What is expected –
Every line below should be copied out exactly.

Top of Data listing

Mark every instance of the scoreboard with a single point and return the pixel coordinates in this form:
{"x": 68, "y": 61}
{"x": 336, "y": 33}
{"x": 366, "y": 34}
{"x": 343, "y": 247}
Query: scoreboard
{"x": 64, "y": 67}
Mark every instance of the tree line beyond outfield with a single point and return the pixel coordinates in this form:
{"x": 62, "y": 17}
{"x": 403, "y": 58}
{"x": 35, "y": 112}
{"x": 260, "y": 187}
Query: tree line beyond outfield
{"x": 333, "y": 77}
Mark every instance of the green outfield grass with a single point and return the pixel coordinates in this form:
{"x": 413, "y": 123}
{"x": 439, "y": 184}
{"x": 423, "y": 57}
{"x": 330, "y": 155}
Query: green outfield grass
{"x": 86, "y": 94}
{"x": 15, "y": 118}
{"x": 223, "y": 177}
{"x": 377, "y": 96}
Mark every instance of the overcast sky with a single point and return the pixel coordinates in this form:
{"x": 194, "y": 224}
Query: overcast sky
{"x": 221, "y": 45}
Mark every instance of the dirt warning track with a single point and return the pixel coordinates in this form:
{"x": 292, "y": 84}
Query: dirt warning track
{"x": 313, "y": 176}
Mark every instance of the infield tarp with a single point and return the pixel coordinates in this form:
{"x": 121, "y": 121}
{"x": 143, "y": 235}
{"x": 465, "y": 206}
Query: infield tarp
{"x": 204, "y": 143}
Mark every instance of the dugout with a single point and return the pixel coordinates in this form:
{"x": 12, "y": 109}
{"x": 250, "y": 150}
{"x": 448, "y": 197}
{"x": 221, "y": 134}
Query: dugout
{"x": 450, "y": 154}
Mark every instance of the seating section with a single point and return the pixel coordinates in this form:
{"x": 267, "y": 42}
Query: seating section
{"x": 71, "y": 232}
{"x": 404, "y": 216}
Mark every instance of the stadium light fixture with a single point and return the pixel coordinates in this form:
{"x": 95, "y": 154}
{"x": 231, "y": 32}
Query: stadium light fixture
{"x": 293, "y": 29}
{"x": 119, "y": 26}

Bottom of Data listing

Exercise output –
Mark every instance of the scoreboard with a single point and return the pixel coordinates in this form:
{"x": 68, "y": 61}
{"x": 336, "y": 33}
{"x": 366, "y": 34}
{"x": 343, "y": 247}
Query: scoreboard
{"x": 64, "y": 67}
Mark every instance of the tree line beyond outfield with a single point and return the pixel coordinates in this form:
{"x": 62, "y": 17}
{"x": 403, "y": 58}
{"x": 35, "y": 112}
{"x": 260, "y": 187}
Query: tree line beyond outfield
{"x": 333, "y": 77}
Mark every instance of the green outfield grass with a single point and return the pixel coordinates in this form:
{"x": 413, "y": 123}
{"x": 439, "y": 184}
{"x": 423, "y": 57}
{"x": 330, "y": 155}
Query: green outfield grass
{"x": 86, "y": 94}
{"x": 15, "y": 118}
{"x": 223, "y": 177}
{"x": 377, "y": 96}
Mark every instance of the overcast sky with a single point and return the pixel coordinates in this form:
{"x": 194, "y": 224}
Query: overcast sky
{"x": 221, "y": 45}
Mark every instance of the dirt warning track with a single point and return the pixel coordinates in this form:
{"x": 292, "y": 84}
Query: dirt warning track
{"x": 313, "y": 176}
Mark every instance of the infield tarp with a single point and return the pixel coordinates in this form:
{"x": 121, "y": 121}
{"x": 143, "y": 235}
{"x": 465, "y": 206}
Query: infield tarp
{"x": 204, "y": 143}
Mark every instance of the dugout with a single point and return the pixel coordinates in this form:
{"x": 12, "y": 109}
{"x": 250, "y": 150}
{"x": 448, "y": 197}
{"x": 221, "y": 134}
Query: dugout
{"x": 450, "y": 154}
Mark every instance of the seating section with a single point and return the pixel coordinates in this form:
{"x": 267, "y": 42}
Query: seating section
{"x": 71, "y": 232}
{"x": 404, "y": 216}
Mark every instance of the stadium light fixture with a single point and return the pixel coordinates in this form:
{"x": 95, "y": 154}
{"x": 231, "y": 32}
Query: stadium light fixture
{"x": 293, "y": 29}
{"x": 119, "y": 26}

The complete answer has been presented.